**Questions to answer**
a) From the review of The Strange Color of Your Body's Tears, list the people in Dan Kristensen's building whom he talks to while searching for his wife.
b) Continue the review of The Strange Color of Your Body's Tears from the point where it stops.
Text under study START
The Strange Color of Your Body’s Tears [L’étrange couleur des larmes de ton corps] (2013) Review
Written and directed by French directors Hélène Cattet and Bruno Forzani Amer blew away audiences when it was released in 2009. Heralded by many as a great Giallo homage the psychosexual thriller was an effortlessly stylishly sick movie pleasing the eye before it sliced it open with a razor blade.
Anticipation was high for the duo’s second film and after making the titillating O is for Orgasm segment for The ABC’s of Death they released The Strange Color of Your Body’s Tears which continues there journey into art house horror.
The fragmented story fundamentally revolves around Dan Kristensen (The Killings Klaus Tange) who comes home it his art deco apartment building to discover his wife has disappeared.
Attempting to find her he sets about talking to the people in his building which include a mysterious old woman, a grizzled police man and the nasty landlord all of which tell him intricate and shocking stories which offer him and us an insane insight into what happened.
As mysteries pile up and reality begins to blur Dan finds himself in a living nightmare haunted by horrifying images, stalked by his double and desperate to uncover the truth and end the hell his life has become.
Drenched in style The Strange Color of Your Body’s Tears like Amer evokes the Giallo’s of the 60’s and 70’s in its score, sets and design and in that way is comparable to the brilliant Berberian Sound Studio although with a much more abstract structure with each characters stories acting almost as stand-alone shorts within the main movie.
Text under study END
Data listing START
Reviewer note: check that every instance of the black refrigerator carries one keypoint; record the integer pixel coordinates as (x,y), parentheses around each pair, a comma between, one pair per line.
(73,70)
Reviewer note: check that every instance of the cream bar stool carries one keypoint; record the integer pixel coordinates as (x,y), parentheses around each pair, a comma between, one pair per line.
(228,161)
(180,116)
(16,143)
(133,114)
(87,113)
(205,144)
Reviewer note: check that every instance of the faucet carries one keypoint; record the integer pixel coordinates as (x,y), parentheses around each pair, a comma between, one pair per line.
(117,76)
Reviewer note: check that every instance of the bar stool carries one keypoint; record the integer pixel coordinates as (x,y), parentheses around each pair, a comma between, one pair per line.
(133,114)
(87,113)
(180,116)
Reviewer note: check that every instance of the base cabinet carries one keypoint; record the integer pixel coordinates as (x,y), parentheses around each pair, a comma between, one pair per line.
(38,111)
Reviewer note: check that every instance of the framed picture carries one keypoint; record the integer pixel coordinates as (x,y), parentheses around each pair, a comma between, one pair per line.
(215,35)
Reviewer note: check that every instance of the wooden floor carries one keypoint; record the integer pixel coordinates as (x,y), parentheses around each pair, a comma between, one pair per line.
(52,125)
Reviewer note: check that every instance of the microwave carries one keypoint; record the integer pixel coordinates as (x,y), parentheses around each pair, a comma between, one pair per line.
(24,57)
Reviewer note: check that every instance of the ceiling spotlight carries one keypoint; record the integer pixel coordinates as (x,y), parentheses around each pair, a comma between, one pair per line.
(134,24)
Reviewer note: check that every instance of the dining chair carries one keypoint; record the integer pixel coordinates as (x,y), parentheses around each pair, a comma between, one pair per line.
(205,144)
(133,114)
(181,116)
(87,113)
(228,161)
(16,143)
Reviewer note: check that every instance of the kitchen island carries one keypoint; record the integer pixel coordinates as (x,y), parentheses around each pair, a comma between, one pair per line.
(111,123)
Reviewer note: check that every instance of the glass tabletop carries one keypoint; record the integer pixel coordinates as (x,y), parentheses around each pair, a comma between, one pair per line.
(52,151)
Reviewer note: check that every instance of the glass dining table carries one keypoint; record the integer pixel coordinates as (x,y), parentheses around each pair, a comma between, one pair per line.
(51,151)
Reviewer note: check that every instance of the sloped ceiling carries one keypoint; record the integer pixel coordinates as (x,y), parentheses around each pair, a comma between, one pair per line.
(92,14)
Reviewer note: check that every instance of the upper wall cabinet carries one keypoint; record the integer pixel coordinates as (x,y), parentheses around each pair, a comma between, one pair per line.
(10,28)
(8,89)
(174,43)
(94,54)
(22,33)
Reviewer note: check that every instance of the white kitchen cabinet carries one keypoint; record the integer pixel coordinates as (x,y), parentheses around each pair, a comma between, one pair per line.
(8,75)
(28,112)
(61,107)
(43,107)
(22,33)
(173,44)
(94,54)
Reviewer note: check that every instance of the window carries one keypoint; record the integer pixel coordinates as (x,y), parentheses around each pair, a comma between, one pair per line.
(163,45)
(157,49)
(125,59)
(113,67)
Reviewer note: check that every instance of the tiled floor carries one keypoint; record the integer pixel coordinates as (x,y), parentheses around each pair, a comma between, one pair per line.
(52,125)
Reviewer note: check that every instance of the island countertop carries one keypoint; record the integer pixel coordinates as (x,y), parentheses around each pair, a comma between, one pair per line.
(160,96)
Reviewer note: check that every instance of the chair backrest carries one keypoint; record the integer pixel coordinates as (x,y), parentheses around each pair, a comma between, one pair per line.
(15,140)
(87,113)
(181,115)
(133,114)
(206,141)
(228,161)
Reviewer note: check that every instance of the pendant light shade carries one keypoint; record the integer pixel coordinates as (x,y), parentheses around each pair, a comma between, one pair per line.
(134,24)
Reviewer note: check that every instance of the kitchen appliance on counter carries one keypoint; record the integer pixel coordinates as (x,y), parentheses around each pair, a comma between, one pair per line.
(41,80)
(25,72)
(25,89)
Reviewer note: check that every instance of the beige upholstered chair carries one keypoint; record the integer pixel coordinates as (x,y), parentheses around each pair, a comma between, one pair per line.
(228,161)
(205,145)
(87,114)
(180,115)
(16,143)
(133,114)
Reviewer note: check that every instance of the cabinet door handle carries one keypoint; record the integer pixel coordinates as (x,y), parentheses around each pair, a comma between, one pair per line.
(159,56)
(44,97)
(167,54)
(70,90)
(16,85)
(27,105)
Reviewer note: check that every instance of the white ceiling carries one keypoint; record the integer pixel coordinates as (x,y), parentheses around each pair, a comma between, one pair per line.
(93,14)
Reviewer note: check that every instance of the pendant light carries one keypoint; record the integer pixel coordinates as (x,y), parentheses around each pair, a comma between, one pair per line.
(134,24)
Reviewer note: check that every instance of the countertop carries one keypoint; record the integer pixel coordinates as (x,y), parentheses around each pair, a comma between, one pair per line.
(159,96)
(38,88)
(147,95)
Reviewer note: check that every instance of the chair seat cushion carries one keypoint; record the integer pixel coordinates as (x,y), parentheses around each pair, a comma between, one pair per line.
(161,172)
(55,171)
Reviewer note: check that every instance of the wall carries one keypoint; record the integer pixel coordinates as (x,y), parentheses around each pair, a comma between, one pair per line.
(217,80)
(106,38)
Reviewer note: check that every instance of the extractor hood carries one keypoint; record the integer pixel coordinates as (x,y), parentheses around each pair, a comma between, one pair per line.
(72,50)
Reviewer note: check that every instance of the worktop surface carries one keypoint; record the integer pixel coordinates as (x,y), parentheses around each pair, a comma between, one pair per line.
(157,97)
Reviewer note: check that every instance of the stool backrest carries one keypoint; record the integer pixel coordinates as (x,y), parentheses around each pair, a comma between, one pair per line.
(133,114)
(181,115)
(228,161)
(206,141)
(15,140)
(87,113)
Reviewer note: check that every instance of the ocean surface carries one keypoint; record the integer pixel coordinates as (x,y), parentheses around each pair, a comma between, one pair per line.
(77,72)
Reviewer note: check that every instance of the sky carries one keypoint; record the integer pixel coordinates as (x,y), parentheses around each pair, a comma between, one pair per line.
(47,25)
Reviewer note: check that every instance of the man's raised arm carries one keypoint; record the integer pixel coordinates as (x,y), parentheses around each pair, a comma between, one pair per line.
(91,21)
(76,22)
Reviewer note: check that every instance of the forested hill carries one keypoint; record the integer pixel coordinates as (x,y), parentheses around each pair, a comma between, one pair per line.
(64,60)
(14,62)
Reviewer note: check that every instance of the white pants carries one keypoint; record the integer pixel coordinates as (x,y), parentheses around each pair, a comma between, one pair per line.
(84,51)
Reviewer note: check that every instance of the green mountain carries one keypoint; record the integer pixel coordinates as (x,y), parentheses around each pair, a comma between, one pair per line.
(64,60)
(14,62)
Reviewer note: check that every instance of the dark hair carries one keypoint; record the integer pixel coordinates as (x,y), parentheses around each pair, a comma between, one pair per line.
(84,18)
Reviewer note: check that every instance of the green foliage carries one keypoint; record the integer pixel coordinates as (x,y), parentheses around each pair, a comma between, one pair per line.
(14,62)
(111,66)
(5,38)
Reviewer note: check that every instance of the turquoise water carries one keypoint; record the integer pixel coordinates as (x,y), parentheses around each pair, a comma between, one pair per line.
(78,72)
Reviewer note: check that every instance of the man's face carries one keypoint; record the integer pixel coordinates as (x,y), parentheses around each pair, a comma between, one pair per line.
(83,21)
Data listing END
**Results for each task**
a)
- a mysterious old woman
- a grizzled police man
- the nasty landlord

b)
The Strange Color of Your Body’s Tears is infused with tension and terror and although there is a very complex and interweaving plot which cleverly builds almost without the viewer knowing, Cattet and Forzani are much more concerned about the look and feel of the film than the script or story.
From the black and white animated photo’s which depict Dan’s wife’s death to the split screen police interrogation which inventively blurs and merges the characters to the truly terrifying doppelganger sequence where Dan faces and fights multiple versions of himself The Strange Color of Your Body’s Tears much like Jonathan Glazer’s Under the Skin is a frightening fever dream made terribly real.
Full of Freudian themes and imagery ideas of eroticism, obsession, identity and voyeurism converge along with more supernatural scenes set against the brutal violence which frequently occurs bringing us back to reality.
The Strange Color of Your Body’s Tears is a dark trip into the abyss and Cattet and Forzani have crafted a deftly disturbing film that infects the audiences minds implanting unsettling imagery deep within them that will live on long after the movie has finished.